WHAT TO WORK ON -> Check each line of the material below, and copy it if it holds the string "tool".

DATASET EXCERPTS ->
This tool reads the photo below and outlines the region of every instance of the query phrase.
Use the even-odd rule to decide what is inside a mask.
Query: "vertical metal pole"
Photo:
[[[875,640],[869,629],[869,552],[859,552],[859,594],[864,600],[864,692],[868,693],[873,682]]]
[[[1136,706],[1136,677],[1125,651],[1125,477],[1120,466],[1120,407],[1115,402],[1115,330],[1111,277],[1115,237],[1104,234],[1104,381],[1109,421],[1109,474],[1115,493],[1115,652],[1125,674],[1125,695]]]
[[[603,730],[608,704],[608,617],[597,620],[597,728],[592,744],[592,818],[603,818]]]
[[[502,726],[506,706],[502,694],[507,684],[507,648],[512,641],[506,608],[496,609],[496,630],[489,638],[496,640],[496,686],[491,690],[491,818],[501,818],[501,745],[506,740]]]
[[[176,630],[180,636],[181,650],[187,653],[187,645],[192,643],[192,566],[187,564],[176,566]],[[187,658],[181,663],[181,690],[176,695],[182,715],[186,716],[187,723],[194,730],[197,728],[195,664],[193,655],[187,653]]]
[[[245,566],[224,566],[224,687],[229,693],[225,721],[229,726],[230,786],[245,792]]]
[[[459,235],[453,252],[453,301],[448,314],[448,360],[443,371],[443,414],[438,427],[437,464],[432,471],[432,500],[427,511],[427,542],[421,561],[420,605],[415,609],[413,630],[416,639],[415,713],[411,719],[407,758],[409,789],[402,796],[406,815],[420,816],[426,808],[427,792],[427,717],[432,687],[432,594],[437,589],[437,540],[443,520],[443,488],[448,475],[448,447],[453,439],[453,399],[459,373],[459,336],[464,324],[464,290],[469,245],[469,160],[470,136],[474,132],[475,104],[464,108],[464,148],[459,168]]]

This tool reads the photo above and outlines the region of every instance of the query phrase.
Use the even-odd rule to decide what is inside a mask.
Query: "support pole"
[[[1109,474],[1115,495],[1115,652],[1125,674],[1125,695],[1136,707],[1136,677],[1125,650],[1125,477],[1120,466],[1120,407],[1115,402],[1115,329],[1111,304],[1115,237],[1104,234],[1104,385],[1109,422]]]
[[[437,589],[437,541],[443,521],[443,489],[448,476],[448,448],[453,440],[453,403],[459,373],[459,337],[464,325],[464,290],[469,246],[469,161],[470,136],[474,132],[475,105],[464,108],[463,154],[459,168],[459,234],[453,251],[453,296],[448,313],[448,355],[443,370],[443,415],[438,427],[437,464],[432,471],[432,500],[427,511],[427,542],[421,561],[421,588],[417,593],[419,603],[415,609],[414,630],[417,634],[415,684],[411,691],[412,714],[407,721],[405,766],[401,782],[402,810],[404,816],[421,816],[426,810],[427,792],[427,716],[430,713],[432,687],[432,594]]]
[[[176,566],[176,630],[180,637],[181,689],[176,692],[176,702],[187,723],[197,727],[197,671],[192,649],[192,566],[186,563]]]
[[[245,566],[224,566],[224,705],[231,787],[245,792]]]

SOLUTION TO THIS TASK ->
This tool reads the photo below and outlines the region of every instance of the query phrase.
This tool reads the photo above and outlines the region of every instance of the query phrase.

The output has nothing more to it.